-- What to work on --
Rewrite the lines below with "white painted wall" replaced by "light gray wall" wherever it occurs, and leave everything else unchanged. Omit the pictures from your answer.

-- Dataset extract --
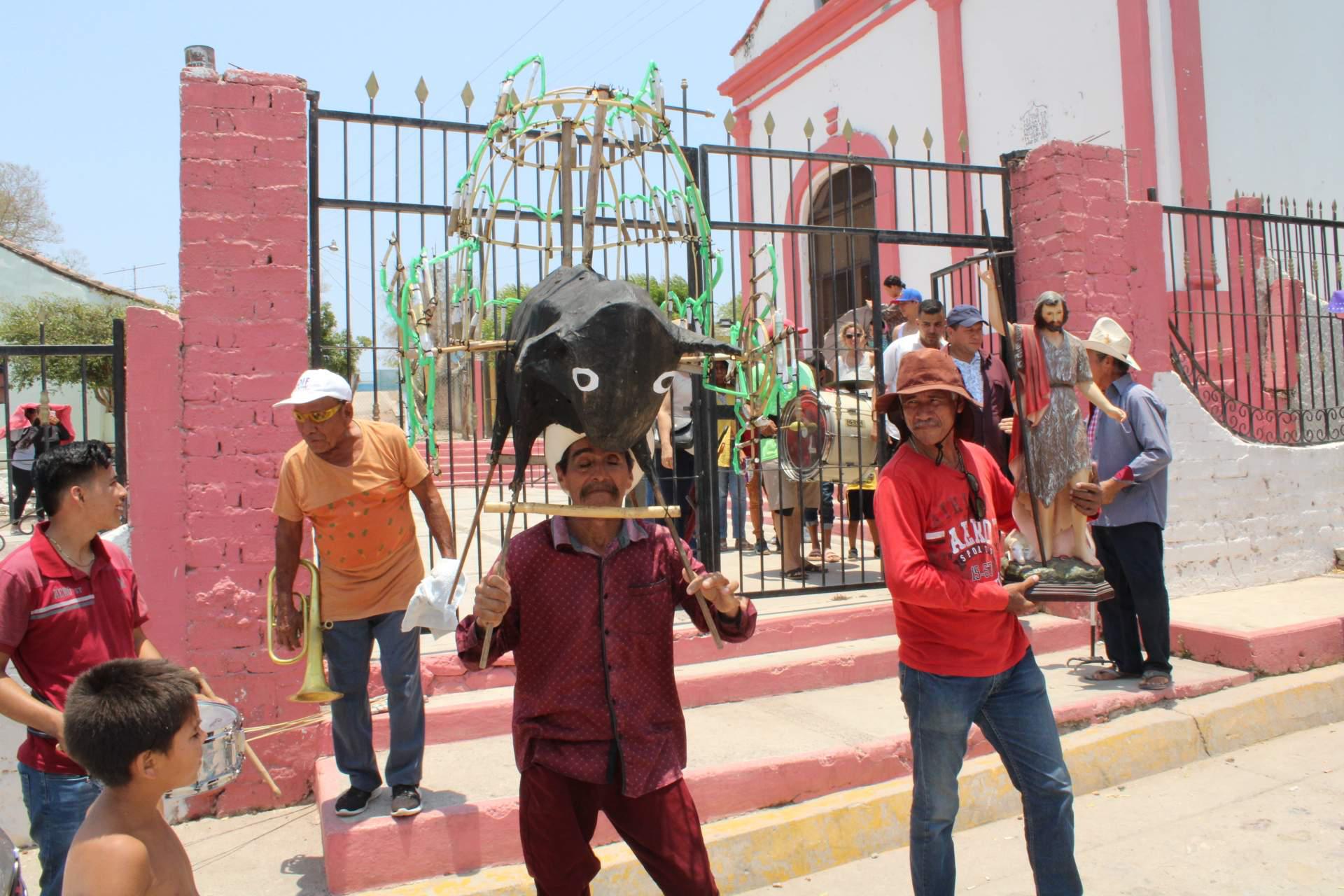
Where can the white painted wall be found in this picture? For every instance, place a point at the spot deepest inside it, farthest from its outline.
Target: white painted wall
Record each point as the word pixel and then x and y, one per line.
pixel 1040 71
pixel 778 19
pixel 1242 514
pixel 1272 90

-- Correct answer --
Where can the light gray wall be found in this picture? For every instance, place a point at the spot deepest inside it, farthest from its outline.
Target: light gray wall
Record each point as the word pixel and then x and y, one per line.
pixel 1040 71
pixel 778 19
pixel 1242 514
pixel 1272 90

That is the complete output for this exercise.